> [Work to complete]:
Copy each of the following records verbatim.

--- Record extracts ---

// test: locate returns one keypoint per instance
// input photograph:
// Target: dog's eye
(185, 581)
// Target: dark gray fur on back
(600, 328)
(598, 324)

---

> [Answer to the exercise]:
// test: locate returns one keypoint per instance
// input photograph:
// Target: dog's eye
(185, 581)
// Target: dark gray fur on back
(600, 328)
(598, 324)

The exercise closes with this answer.